GIVEN RECORDS:

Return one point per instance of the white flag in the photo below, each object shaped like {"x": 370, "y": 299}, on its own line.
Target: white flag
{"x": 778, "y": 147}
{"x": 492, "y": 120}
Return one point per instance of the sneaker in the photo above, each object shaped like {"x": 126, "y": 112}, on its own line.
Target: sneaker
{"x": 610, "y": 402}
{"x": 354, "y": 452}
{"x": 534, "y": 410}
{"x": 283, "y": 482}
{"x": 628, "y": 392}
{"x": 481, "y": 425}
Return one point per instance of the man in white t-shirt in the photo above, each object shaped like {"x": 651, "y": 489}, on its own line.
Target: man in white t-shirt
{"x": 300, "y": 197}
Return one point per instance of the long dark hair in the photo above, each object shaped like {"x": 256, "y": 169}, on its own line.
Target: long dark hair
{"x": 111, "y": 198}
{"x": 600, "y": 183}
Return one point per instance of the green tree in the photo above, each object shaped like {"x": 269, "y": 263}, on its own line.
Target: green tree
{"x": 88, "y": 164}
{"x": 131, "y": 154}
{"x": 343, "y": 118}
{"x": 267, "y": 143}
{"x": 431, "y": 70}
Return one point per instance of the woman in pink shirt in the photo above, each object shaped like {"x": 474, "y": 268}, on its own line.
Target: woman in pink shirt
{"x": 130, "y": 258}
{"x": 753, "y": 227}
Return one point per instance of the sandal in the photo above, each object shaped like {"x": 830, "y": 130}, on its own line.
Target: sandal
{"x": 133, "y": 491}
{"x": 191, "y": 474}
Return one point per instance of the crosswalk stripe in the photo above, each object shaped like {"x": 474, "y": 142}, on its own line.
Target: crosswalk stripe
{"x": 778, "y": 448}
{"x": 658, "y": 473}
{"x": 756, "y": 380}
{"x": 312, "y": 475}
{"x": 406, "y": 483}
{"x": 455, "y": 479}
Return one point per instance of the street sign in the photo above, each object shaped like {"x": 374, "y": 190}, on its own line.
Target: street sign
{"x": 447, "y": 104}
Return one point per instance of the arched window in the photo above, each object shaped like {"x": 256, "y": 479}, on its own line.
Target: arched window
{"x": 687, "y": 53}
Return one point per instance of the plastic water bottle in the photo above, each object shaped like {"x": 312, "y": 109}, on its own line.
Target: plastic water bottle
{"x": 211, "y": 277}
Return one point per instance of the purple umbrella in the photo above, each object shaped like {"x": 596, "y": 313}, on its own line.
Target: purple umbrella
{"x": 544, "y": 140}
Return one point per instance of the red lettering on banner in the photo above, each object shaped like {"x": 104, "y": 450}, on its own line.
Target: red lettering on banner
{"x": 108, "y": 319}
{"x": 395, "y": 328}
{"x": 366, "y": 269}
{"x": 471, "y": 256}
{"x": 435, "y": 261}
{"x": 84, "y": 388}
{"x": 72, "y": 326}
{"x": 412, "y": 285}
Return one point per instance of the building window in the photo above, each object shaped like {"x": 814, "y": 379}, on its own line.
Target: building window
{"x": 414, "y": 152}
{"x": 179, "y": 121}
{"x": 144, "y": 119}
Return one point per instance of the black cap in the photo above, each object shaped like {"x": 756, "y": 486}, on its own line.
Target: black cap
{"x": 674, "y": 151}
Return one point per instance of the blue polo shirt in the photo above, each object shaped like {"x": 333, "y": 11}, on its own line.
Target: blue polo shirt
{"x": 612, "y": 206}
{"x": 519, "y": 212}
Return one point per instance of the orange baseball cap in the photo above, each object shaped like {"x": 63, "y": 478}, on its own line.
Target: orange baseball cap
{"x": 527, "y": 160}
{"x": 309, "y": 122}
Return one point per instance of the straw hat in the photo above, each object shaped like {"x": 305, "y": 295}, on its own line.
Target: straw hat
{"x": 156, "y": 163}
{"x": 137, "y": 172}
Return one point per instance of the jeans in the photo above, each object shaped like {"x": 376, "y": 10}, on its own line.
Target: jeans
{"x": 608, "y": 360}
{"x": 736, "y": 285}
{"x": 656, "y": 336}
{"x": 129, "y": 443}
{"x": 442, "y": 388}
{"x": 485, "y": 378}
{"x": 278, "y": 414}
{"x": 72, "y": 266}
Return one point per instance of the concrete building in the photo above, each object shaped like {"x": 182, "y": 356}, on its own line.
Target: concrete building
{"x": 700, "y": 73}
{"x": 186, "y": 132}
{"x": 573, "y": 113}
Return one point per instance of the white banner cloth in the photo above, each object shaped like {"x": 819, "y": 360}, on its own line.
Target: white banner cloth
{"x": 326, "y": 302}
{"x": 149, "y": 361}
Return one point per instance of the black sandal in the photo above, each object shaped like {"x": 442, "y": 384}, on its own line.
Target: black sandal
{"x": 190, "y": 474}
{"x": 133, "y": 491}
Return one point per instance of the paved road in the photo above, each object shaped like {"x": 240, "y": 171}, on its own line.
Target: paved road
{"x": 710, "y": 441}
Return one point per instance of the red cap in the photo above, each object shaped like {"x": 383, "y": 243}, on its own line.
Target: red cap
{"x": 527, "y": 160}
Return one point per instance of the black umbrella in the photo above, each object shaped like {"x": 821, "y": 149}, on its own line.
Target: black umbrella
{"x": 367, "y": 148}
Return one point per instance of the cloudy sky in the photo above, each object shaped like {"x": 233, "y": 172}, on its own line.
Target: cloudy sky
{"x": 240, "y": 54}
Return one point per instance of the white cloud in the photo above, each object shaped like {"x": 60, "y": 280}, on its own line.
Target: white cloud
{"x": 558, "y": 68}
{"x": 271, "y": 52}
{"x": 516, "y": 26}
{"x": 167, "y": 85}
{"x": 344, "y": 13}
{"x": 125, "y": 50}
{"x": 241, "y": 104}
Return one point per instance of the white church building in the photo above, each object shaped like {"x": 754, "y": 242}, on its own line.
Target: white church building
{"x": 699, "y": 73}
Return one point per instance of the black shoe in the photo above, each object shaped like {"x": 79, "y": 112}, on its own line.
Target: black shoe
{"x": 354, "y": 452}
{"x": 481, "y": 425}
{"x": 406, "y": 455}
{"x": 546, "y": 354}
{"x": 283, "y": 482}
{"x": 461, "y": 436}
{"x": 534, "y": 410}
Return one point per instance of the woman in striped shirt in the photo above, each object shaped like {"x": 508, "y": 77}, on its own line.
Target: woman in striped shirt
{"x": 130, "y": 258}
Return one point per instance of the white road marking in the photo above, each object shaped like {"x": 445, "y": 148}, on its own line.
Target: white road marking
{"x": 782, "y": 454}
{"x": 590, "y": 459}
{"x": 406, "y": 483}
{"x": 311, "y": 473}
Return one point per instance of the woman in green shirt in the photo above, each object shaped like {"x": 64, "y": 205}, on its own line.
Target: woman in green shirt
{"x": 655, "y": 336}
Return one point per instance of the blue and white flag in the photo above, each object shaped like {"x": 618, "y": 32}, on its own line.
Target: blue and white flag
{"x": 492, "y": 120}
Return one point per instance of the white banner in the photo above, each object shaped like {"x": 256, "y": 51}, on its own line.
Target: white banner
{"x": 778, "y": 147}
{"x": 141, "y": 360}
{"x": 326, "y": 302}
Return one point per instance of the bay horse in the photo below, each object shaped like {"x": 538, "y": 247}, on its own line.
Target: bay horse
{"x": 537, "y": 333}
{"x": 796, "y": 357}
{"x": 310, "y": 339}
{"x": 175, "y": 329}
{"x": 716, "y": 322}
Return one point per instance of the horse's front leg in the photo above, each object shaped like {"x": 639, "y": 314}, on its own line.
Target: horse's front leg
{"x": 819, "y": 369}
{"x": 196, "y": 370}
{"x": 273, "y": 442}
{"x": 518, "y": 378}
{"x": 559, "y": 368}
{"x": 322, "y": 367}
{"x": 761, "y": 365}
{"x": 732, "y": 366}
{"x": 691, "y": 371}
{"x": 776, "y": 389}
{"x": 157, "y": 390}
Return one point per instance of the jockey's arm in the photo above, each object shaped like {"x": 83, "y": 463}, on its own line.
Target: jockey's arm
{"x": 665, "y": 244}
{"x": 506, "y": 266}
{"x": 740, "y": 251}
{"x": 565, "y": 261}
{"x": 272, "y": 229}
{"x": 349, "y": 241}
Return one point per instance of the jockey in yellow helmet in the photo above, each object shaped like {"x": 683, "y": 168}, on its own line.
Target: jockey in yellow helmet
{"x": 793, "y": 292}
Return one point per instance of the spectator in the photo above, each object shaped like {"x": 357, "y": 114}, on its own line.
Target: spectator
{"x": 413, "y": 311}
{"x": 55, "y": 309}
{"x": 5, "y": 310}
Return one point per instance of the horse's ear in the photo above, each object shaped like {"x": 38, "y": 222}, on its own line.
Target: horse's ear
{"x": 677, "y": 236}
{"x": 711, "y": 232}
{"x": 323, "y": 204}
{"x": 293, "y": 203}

EXERCISE: Copy the rows above word for word, from the line containing "Return one point per instance of the horse's front" through the end of the rows.

WORKED ANSWER:
Return one point per instance of the horse's front leg in the photo above, each object shaped like {"x": 639, "y": 314}, on its own line.
Target: horse's front leg
{"x": 819, "y": 369}
{"x": 196, "y": 370}
{"x": 273, "y": 442}
{"x": 518, "y": 378}
{"x": 559, "y": 368}
{"x": 322, "y": 367}
{"x": 761, "y": 365}
{"x": 732, "y": 366}
{"x": 691, "y": 371}
{"x": 776, "y": 389}
{"x": 157, "y": 390}
Return one point per instance of the jockey's arm in the photo above, each object shaped like {"x": 83, "y": 463}, on its own line.
Target: jockey's arm
{"x": 665, "y": 244}
{"x": 506, "y": 266}
{"x": 740, "y": 251}
{"x": 565, "y": 261}
{"x": 272, "y": 229}
{"x": 349, "y": 241}
Return one point per instance of the jockey in yellow helmet in the photo above, each object shaped like {"x": 683, "y": 168}, on its own line.
Target: jockey in yellow helmet
{"x": 793, "y": 292}
Return one point per instance of the spectator in the photo above, each object shaped like {"x": 357, "y": 114}, on its own line.
Target: spectator
{"x": 413, "y": 311}
{"x": 55, "y": 309}
{"x": 5, "y": 310}
Return one point per instance of the horse's ear in the photo above, each object shaped like {"x": 38, "y": 222}, on its own line.
Target: horse's ear
{"x": 677, "y": 236}
{"x": 711, "y": 232}
{"x": 323, "y": 204}
{"x": 293, "y": 203}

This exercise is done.